- **Texto dado**
Desci do trem em alegrias férteis e caminhei pela avenida de artesãos, empresários, amputados, estudantes e modernosos. Aquilo estava cinematográfico demais, eu já devia ter imaginado. Os passos em compasso, a sincronia do piscar alheio com o mastigar de uma senhora acolá. As esquinas continuavam, todos semáforos a meu favor! E então, num mais-que-perfeito que parecia mais um imperfeito, conjuguei a rotina do dia, passo a passo, em análises de nossa relação quase conjugal dos tempos gelados, mas só vi a ausência dela, que agora esperava que alguém a catasse em alguma estação, num entupir-se de sangue, hematoma, que na verdade era a cor dela mesmo: como diabos fui esquecer a simplória blusa vermelha, de lãs tracejadas, no metrô? Oras bolas.

E afinal, tudo isso teria sido mais belo (porém não menos corriqueiro) se ela tivesse voado do varal, dançando e apontando a direção do vento, passarinhando com tom de pirata, os pregadores ao chão, vencidos.

- **Dados registrados**
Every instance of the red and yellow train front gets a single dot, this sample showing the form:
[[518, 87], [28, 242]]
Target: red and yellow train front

- **O problema**
Diga se cada afirmação abaixo concorda com o texto. Responda sim ou não e cite literalmente as palavras do texto que decidem cada caso.
(a) Quem narra esqueceu a blusa vermelha no metrô.
(b) Nas esquinas, os semáforos estavam contra quem narra.
(c) A blusa voou do varal.

- **Resposta do exercício**
(a) Sim: "como diabos fui esquecer a simplória blusa vermelha, de lãs tracejadas, no metrô?"
(b) Não: "todos semáforos a meu favor!"
(c) Não: "tudo isso teria sido mais belo (porém não menos corriqueiro) se ela tivesse voado do varal"